◆ **Consigne**
Recopiez intégralement le texte sur les bloqueurs de publicité, sans en modifier un seul mot.

─── Extrait du document ───

Les adblockers assassineront-ils les adblockers ?
Les adblockers se diffusent comme une traînée de poudre. Un cercle pas si vertueux pour les régies et pour les internautes.
Nous y voilà. Le serpent ne se mord même pas la queue, il s'auto digère ! Résumons-nous.
Les adblockers se diffusent comme une traînée de poudre. D'aucuns avancent que 30% des créations diffusées ne touchent plus leur cible. Ainsi certains éditeurs qui vivent de cette publicité se mettent à rendre une partie de leurs contenus (les vidéos par exemple) illisibles pour les maniaques du blocage, pour obliger les internautes à débloquer les bloqueurs. Dans le contexte, c'est de bonne guerre...
De leur côté, les adblockers « chevaliers blancs » défendent officiellement la tranquillité des « pauvres » internautes submergés de réclames. C'est louable. Le plus troublant est que les éléphants de ce secteur en explosion montent des partenariats avec de gros réseaux pour ne pas tout filtrer... Moyennant finance bien entendu.
Enfin, des acteurs technologiques malins émergent de toute part pour proposer aux régies mises à mal par les adblockers de contourner lesdits dispositifs... Moyennant également finance bien sûr.

─── Données brutes ───

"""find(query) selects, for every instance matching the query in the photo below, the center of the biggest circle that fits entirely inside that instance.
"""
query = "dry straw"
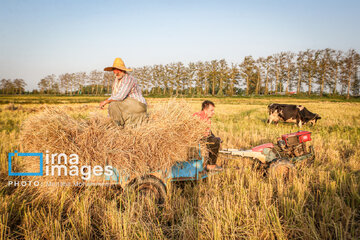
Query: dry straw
(154, 145)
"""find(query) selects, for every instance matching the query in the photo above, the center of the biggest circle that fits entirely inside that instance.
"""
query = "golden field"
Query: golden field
(321, 202)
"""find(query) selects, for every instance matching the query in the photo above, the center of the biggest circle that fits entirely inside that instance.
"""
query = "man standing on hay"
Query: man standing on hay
(212, 142)
(127, 106)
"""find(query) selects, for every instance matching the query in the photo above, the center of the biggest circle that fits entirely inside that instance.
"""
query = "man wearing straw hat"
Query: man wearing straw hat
(127, 106)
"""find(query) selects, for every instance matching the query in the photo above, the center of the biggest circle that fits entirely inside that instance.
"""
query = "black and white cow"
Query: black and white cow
(291, 113)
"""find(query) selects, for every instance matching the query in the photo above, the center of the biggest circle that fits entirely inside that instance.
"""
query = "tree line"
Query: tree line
(325, 71)
(16, 86)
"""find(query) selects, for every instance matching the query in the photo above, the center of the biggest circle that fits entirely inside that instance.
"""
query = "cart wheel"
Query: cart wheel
(148, 189)
(282, 169)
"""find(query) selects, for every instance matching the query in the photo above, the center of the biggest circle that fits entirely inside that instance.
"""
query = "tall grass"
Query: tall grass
(321, 202)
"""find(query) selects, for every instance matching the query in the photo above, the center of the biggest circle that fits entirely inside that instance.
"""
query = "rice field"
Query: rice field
(321, 202)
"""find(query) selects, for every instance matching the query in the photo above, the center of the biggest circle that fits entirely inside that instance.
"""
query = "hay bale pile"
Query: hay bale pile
(154, 145)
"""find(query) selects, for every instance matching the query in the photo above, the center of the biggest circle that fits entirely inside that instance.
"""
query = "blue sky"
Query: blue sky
(38, 38)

───

◆ **Réponse attendue**
Les adblockers assassineront-ils les adblockers ?
Les adblockers se diffusent comme une traînée de poudre. Un cercle pas si vertueux pour les régies et pour les internautes.
Nous y voilà. Le serpent ne se mord même pas la queue, il s'auto digère ! Résumons-nous.
Les adblockers se diffusent comme une traînée de poudre. D'aucuns avancent que 30% des créations diffusées ne touchent plus leur cible. Ainsi certains éditeurs qui vivent de cette publicité se mettent à rendre une partie de leurs contenus (les vidéos par exemple) illisibles pour les maniaques du blocage, pour obliger les internautes à débloquer les bloqueurs. Dans le contexte, c'est de bonne guerre...
De leur côté, les adblockers « chevaliers blancs » défendent officiellement la tranquillité des « pauvres » internautes submergés de réclames. C'est louable. Le plus troublant est que les éléphants de ce secteur en explosion montent des partenariats avec de gros réseaux pour ne pas tout filtrer... Moyennant finance bien entendu.
Enfin, des acteurs technologiques malins émergent de toute part pour proposer aux régies mises à mal par les adblockers de contourner lesdits dispositifs... Moyennant également finance bien sûr.